● CONSIGNES DE L'EXERCICE:
1. Indiquez si chacune des affirmations suivantes concorde avec l'article sur le permis à points, en répondant par oui ou par non et en citant mot pour mot les termes décisifs de l'article. (a) Les caméras fixes sont entrées en opération à 18 heures le 10 mai. (b) Le nombre d'automobilistes épinglés hors caméras fixes a été communiqué. (c) Mohit Ramah est inspecteur à la Traffic Branch.
2. Poursuivez l'article sur le permis à points après sa dernière phrase, s'il vous plaît.

Sécurité Routière — Permis À Points: Une Première Semaine Mouvementée

il y a 10 années, 10 mois - 22 Mai 2013, Le Mauricien
Sécurité Routière — Permis À Points: Une Première Semaine Mouvementée
Plus de 500 véhicules flashés pour excès de vitesse en sept jours

Le permis à points révolutionne nos routes depuis une semaine. Entre grogne, couacs dans la communication, contestations, améliorations dans la discipline, la période de transition se frotte aux extrêmes. Seule certitude, l’île Maurice vit une étape de transition.
Ils étaient des centaines, le vendredi 10 mai, à faire la queue aux casernes centrales, dont de nombreux se disaient convaincus « ki zot pa ti pou mett permi a pwin », en vue de récupérer leur Driving Licence Counterpart. Le permis à points est une réalité.
Depuis leur entrée en opération à 18 heures le 10 mai, les caméras fixes auraient flashé plus de 500 véhicules pour excès de vitesse, selon les indications de la Photographic Enforcement Unit. Toutefois, du côté des Casernes centrales, l’on informe que le nombre des automobilistes épinglés à ce jour (hors caméras fixes) ne peut être communiqué. Le Police Press Office indique que les données doivent être compilées station par station, district par district… Aucune analyse n’est encore disponible.
Selon le conseiller au PMO en matière de sécurité routière : « Ça marche. Il y a un changement dans le comportement. C’est sûr. » Ben Buntipilly, rejoint ainsi l’avis de Mohit Ramah, inspecteur à la Traffic Branch, qui soulignait son optimisme dans nos colonnes, la semaine dernière.

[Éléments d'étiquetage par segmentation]
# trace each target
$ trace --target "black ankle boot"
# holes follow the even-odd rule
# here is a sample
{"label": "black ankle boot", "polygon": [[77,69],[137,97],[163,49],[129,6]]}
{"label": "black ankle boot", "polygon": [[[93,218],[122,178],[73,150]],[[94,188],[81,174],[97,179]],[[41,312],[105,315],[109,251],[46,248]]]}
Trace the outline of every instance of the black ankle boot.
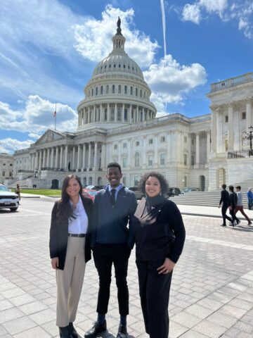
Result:
{"label": "black ankle boot", "polygon": [[73,338],[78,338],[79,337],[78,333],[77,332],[77,330],[74,327],[72,323],[70,323],[69,327],[70,327],[70,333],[72,335]]}
{"label": "black ankle boot", "polygon": [[73,338],[68,325],[64,327],[59,327],[59,332],[60,338]]}

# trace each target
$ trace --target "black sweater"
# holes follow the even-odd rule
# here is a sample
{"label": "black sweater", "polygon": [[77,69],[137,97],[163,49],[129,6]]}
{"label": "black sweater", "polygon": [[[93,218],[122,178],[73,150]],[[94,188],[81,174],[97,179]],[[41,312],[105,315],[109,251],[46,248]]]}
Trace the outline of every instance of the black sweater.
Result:
{"label": "black sweater", "polygon": [[132,220],[136,259],[169,258],[176,263],[186,238],[183,219],[176,205],[163,196],[143,199]]}

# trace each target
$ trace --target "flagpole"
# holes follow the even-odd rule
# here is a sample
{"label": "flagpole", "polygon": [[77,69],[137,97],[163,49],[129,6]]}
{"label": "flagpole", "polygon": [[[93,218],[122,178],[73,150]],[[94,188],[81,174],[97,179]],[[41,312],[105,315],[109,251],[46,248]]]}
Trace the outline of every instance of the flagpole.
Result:
{"label": "flagpole", "polygon": [[55,113],[56,117],[55,117],[55,130],[56,130],[56,113]]}

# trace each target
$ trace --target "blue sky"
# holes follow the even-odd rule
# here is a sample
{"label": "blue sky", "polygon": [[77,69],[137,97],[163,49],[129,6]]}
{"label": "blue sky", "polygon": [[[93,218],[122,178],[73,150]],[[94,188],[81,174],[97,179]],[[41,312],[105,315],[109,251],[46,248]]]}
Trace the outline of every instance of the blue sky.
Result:
{"label": "blue sky", "polygon": [[56,101],[57,129],[76,130],[118,15],[157,115],[208,113],[211,83],[253,71],[251,0],[8,0],[0,13],[0,152],[53,128]]}

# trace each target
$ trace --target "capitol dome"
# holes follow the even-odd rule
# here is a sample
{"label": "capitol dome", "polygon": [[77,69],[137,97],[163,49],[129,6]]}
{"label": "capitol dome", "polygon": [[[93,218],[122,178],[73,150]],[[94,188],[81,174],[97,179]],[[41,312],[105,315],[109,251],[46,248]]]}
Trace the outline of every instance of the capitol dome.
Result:
{"label": "capitol dome", "polygon": [[96,65],[84,87],[85,99],[77,107],[77,131],[113,128],[155,118],[150,89],[140,67],[124,51],[126,39],[119,19],[117,25],[112,51]]}

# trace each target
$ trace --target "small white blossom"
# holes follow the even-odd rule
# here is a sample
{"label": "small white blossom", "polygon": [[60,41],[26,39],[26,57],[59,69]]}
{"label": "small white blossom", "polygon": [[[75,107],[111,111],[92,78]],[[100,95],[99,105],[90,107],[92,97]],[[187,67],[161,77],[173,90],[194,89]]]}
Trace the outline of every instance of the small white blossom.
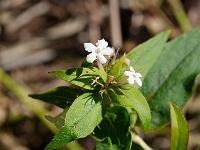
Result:
{"label": "small white blossom", "polygon": [[89,63],[93,63],[96,59],[101,63],[105,64],[107,59],[105,56],[112,56],[114,53],[113,48],[108,46],[108,42],[104,39],[98,40],[96,45],[92,43],[84,43],[84,48],[90,54],[87,55],[86,60]]}
{"label": "small white blossom", "polygon": [[138,72],[135,72],[132,66],[130,66],[130,71],[125,71],[124,75],[128,77],[127,81],[130,85],[133,85],[135,82],[141,87],[142,80],[140,79],[142,75]]}

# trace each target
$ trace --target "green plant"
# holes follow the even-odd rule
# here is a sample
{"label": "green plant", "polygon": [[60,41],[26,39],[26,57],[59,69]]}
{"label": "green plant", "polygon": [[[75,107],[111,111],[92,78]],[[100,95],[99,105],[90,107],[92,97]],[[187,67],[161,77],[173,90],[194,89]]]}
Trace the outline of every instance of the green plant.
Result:
{"label": "green plant", "polygon": [[119,58],[104,39],[96,46],[85,43],[90,54],[80,68],[50,72],[71,86],[30,95],[63,108],[57,117],[47,117],[59,130],[45,149],[88,135],[97,150],[129,150],[132,142],[151,149],[134,127],[162,128],[170,116],[171,150],[186,149],[188,127],[180,108],[200,72],[200,29],[170,42],[168,36],[160,33]]}

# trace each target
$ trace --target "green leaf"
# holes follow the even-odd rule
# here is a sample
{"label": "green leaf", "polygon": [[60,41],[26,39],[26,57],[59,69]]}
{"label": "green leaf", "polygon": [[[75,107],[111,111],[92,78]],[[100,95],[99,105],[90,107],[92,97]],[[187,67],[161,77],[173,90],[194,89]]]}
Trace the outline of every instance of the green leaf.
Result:
{"label": "green leaf", "polygon": [[82,87],[87,90],[94,90],[95,85],[92,85],[93,80],[98,76],[106,81],[105,74],[101,73],[98,68],[73,68],[69,70],[52,71],[50,75],[67,81],[73,85]]}
{"label": "green leaf", "polygon": [[75,139],[88,136],[101,120],[101,97],[92,93],[79,96],[69,108],[64,126],[45,150],[60,148]]}
{"label": "green leaf", "polygon": [[99,139],[109,137],[111,144],[107,144],[107,146],[110,148],[116,147],[119,150],[130,150],[132,138],[129,125],[130,119],[127,110],[123,107],[115,106],[107,110],[104,119],[95,128],[94,135]]}
{"label": "green leaf", "polygon": [[31,94],[29,96],[65,108],[71,105],[82,93],[83,91],[80,89],[61,86],[44,93]]}
{"label": "green leaf", "polygon": [[152,110],[152,127],[169,122],[169,101],[182,107],[191,95],[194,78],[200,72],[200,28],[166,44],[147,74],[142,92]]}
{"label": "green leaf", "polygon": [[144,130],[148,130],[151,122],[151,111],[146,99],[138,89],[134,87],[110,89],[109,95],[121,106],[133,108],[137,112]]}
{"label": "green leaf", "polygon": [[142,79],[144,79],[160,56],[169,33],[169,31],[162,32],[148,41],[138,45],[136,48],[133,48],[128,53],[128,58],[133,63],[136,71],[142,74]]}
{"label": "green leaf", "polygon": [[95,150],[119,150],[119,148],[113,145],[111,139],[107,137],[102,140],[96,140]]}
{"label": "green leaf", "polygon": [[118,77],[123,70],[123,65],[125,64],[126,55],[123,55],[121,58],[117,59],[116,62],[112,65],[109,75]]}
{"label": "green leaf", "polygon": [[187,121],[181,110],[170,103],[171,145],[170,150],[186,150],[189,138]]}

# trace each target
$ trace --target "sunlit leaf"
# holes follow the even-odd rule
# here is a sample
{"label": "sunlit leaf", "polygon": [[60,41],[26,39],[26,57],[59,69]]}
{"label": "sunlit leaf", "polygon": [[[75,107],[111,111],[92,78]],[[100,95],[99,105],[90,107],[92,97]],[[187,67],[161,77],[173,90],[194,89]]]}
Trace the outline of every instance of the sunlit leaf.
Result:
{"label": "sunlit leaf", "polygon": [[88,136],[102,120],[100,96],[85,93],[79,96],[69,108],[64,126],[56,133],[45,150],[53,150],[65,144]]}
{"label": "sunlit leaf", "polygon": [[153,128],[169,122],[170,101],[182,107],[189,99],[194,79],[200,72],[199,60],[200,28],[166,44],[142,86],[152,110]]}
{"label": "sunlit leaf", "polygon": [[29,96],[65,108],[70,106],[82,93],[83,91],[80,89],[61,86],[44,93],[31,94]]}
{"label": "sunlit leaf", "polygon": [[148,130],[149,124],[151,122],[151,111],[145,97],[138,89],[134,87],[127,87],[124,89],[111,89],[109,91],[109,95],[121,106],[133,108],[137,112],[144,130]]}

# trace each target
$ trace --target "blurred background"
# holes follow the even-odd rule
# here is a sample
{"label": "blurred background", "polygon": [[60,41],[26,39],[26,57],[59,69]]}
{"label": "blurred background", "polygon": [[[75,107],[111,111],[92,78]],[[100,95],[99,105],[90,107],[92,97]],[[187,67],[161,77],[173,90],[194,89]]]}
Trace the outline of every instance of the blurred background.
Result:
{"label": "blurred background", "polygon": [[[80,66],[84,42],[105,38],[123,53],[161,31],[174,38],[199,25],[199,0],[0,0],[0,150],[42,150],[50,141],[55,129],[44,115],[61,110],[27,95],[66,85],[48,72]],[[200,147],[199,101],[184,108],[189,150]],[[169,134],[167,128],[142,136],[165,150]],[[86,138],[63,149],[91,145]]]}

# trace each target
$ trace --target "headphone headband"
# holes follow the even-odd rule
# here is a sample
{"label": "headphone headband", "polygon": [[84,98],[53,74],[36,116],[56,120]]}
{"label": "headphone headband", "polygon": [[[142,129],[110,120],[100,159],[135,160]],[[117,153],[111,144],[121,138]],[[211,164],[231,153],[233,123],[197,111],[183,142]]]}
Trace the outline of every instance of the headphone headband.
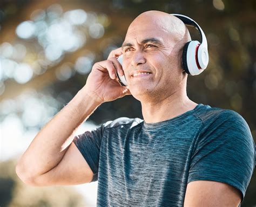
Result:
{"label": "headphone headband", "polygon": [[171,13],[171,15],[180,19],[186,25],[196,27],[199,31],[201,36],[201,44],[203,45],[204,47],[207,48],[208,45],[206,37],[205,36],[202,29],[194,20],[186,16],[180,15],[179,13]]}
{"label": "headphone headband", "polygon": [[178,13],[170,15],[180,19],[186,25],[195,27],[200,33],[201,43],[192,40],[185,45],[182,60],[183,68],[187,73],[198,75],[206,68],[209,61],[206,37],[198,24],[191,18]]}

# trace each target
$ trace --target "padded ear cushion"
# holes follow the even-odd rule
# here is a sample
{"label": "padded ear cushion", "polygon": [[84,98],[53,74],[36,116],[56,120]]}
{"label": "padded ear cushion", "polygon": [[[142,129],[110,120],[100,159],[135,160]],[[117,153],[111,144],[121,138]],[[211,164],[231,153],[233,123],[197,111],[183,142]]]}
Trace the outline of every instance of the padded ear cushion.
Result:
{"label": "padded ear cushion", "polygon": [[188,45],[190,44],[191,42],[191,41],[188,42],[185,44],[184,47],[183,48],[183,52],[182,53],[182,65],[183,66],[183,69],[184,69],[185,72],[186,72],[186,73],[189,74],[190,74],[190,72],[188,70],[188,68],[187,67],[187,48],[188,47]]}

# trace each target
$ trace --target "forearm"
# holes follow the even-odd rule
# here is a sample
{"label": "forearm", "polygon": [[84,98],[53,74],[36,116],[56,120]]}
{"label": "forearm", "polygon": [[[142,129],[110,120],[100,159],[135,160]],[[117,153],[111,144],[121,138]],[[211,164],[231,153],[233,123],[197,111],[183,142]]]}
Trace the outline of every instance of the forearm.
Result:
{"label": "forearm", "polygon": [[36,135],[19,161],[17,173],[36,176],[56,166],[73,141],[76,129],[99,104],[80,90]]}

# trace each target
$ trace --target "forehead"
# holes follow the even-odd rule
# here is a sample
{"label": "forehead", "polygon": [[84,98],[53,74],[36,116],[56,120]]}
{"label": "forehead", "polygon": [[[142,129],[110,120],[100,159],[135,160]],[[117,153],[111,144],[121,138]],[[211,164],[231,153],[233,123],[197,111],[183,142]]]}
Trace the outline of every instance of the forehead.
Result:
{"label": "forehead", "polygon": [[147,38],[155,38],[164,42],[170,39],[170,36],[165,25],[158,22],[137,21],[129,26],[125,42],[141,42]]}

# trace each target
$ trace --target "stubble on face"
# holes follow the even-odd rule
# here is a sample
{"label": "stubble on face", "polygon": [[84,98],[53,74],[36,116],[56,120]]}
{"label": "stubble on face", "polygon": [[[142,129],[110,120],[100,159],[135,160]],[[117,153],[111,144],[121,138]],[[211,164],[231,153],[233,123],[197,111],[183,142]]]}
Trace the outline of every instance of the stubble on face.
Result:
{"label": "stubble on face", "polygon": [[[125,42],[135,44],[146,38],[158,38],[163,43],[161,47],[159,47],[160,53],[156,54],[161,58],[163,54],[164,58],[159,58],[161,62],[158,65],[156,59],[154,65],[156,67],[152,69],[156,70],[152,73],[159,75],[158,78],[155,80],[154,85],[143,86],[142,81],[137,86],[130,85],[130,91],[140,101],[145,99],[159,100],[171,95],[179,88],[184,87],[183,82],[186,82],[187,75],[182,72],[181,54],[183,46],[190,40],[190,36],[187,29],[180,19],[165,12],[149,11],[142,13],[132,22],[128,29]],[[154,58],[156,59],[157,55]]]}

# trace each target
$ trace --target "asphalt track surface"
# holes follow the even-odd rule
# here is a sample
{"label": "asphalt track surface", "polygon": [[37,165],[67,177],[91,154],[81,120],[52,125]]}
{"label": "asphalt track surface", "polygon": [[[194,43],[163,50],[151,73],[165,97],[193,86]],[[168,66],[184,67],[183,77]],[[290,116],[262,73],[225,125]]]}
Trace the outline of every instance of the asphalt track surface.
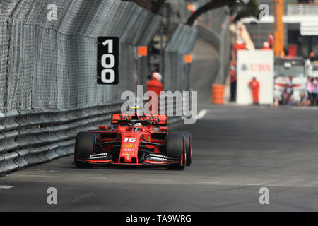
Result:
{"label": "asphalt track surface", "polygon": [[[0,178],[0,211],[318,210],[316,109],[201,105],[172,131],[193,136],[193,163],[165,169],[77,169],[73,156]],[[261,187],[269,205],[260,205]],[[57,205],[47,190],[57,189]]]}

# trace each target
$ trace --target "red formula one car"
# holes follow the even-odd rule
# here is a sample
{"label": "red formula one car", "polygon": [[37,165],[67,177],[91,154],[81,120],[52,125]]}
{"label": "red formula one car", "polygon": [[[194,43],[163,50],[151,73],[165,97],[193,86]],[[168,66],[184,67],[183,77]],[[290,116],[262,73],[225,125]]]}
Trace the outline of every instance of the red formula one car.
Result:
{"label": "red formula one car", "polygon": [[168,133],[166,115],[112,114],[112,129],[80,132],[75,165],[165,166],[182,170],[192,162],[190,133]]}

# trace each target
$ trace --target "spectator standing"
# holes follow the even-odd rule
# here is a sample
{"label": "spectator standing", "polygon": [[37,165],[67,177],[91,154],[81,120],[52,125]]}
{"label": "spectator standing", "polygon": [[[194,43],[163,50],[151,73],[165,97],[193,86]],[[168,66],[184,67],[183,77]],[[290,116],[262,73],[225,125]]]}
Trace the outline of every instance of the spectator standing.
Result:
{"label": "spectator standing", "polygon": [[249,83],[249,86],[252,88],[252,95],[253,96],[254,105],[258,105],[259,103],[259,83],[253,77],[253,79]]}
{"label": "spectator standing", "polygon": [[314,78],[309,77],[307,81],[307,92],[308,93],[311,105],[316,105],[317,91],[316,80]]}
{"label": "spectator standing", "polygon": [[289,76],[289,80],[287,82],[287,92],[289,93],[293,91],[294,85],[293,83],[293,76]]}
{"label": "spectator standing", "polygon": [[236,100],[236,87],[237,83],[237,78],[236,76],[236,61],[232,61],[231,67],[230,69],[230,88],[231,88],[231,95],[230,101]]}

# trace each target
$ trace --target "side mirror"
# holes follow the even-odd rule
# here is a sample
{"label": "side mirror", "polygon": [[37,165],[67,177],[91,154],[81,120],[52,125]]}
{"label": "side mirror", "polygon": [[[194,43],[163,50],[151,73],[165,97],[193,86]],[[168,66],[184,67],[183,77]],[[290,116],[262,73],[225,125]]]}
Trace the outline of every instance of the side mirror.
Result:
{"label": "side mirror", "polygon": [[160,127],[159,127],[159,130],[160,131],[167,131],[167,126],[160,126]]}

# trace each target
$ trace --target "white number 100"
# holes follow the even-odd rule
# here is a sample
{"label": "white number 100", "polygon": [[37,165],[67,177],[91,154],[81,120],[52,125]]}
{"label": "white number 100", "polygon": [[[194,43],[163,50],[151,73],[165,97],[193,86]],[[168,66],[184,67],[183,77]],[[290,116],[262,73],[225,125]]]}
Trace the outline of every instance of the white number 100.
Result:
{"label": "white number 100", "polygon": [[[102,66],[105,69],[102,71],[102,81],[104,83],[112,83],[115,81],[115,72],[112,69],[116,64],[113,53],[113,40],[107,40],[102,42],[104,46],[108,46],[109,54],[102,56]],[[109,64],[107,64],[109,59]]]}

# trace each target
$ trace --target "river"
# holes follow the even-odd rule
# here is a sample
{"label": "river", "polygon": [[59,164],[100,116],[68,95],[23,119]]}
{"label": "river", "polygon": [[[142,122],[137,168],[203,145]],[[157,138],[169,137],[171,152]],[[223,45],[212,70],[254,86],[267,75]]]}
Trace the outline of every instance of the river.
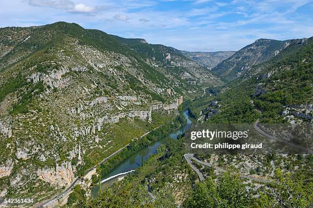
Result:
{"label": "river", "polygon": [[[186,124],[184,127],[170,134],[172,139],[176,139],[179,135],[185,132],[190,128],[191,121],[189,118],[188,111],[184,112],[184,116],[187,120]],[[134,170],[141,167],[150,156],[158,153],[158,148],[162,144],[165,144],[167,139],[168,139],[167,138],[160,139],[155,142],[150,144],[149,146],[143,148],[137,153],[125,160],[110,173],[101,178],[101,181],[103,181],[101,183],[101,189],[111,185],[114,182],[123,178],[125,175],[130,174]],[[125,174],[123,174],[123,173],[125,173]],[[115,176],[116,176],[116,177],[115,177]],[[93,189],[92,191],[93,198],[97,197],[99,193],[99,187],[96,187]]]}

● RÉPONSES AUX CONSIGNES:
1.
(a) Oui : « Depuis leur entrée en opération à 18 heures le 10 mai ».
(b) Non : « le nombre des automobilistes épinglés à ce jour (hors caméras fixes) ne peut être communiqué ».
(c) Oui : « Mohit Ramah, inspecteur à la Traffic Branch ».

2.
En outre, de moins en moins de citoyens s’élèveraient contre cette mesure. Les commentaires témoignent d’un apaisement. « Personelman mo dakor ek sa permi a pwin », affirme Gool Caramthally, 48 ans, taximan à Victoria Square. Selon Hritic Sheoraj, 31 ans, chauffeur de bus individuel : « Bann lotorite finn bizin pans boukou kitsoz avan met permi a pwin. Konportman dimoun finn sanze an zeneral, tou dimoun trankil ek ena plis kourtwazi. » Pour Sanjana (prénom fictif) 50 ans, conductrice depuis 25 ans : « Le permis à points est une bonne chose parce qu’à présent, les personnes prennent beaucoup plus de précaution sur les routes […] Mwa personelman, monn sanz mo fason kondir. Je roule moins vite et je me sens plus détendue. »
Stress
Cependant, pour certains, les autorités ne seraient pas conciliantes, compréhensives. Selon M. Caramthally, conducteur depuis une vingtaine d’années, « mo pa dakor pou sa zafer koup bann pwin pou bann zafer sinp kouma fer ekses par 1 km/h. Aster-la, tou bann sofer pe pran prekosion lor sime et sa pe mem vinn enn stres ».
C’est une opinion que partage Vikash Lodhur, 40 ans, chauffeur de la CNT : « Depi 15 ans mo ena mo permi ek mo trouv ki sa zafer permi a pwin-la li enn stres. Zot pe panse ki sa pou redwir aksidan me mo pa krwar sa. Dan mo fason kondir mo ti pe pran prekosion ek mo pe kontinie fer li ek mem au nivo bann lezot sofer kapav dir zot pe pran prekosion. » Pour Coonjan Sanyay, 45 ans, chauffeur de bus individuel, le permis à points est loin d’être une bonne chose : « Fer 15 ans depi ki monn gagn mo lisans ek malgre kinn mett sa lalwa permi a pwin-la, mo fason kondir pa finn tro sanze. Akoz sa, nou pe kondir dan enn sertenn laper ek mwa mo krwar ki sa bann stres ek laper lor volan-la kapav koz boukou aksidan. »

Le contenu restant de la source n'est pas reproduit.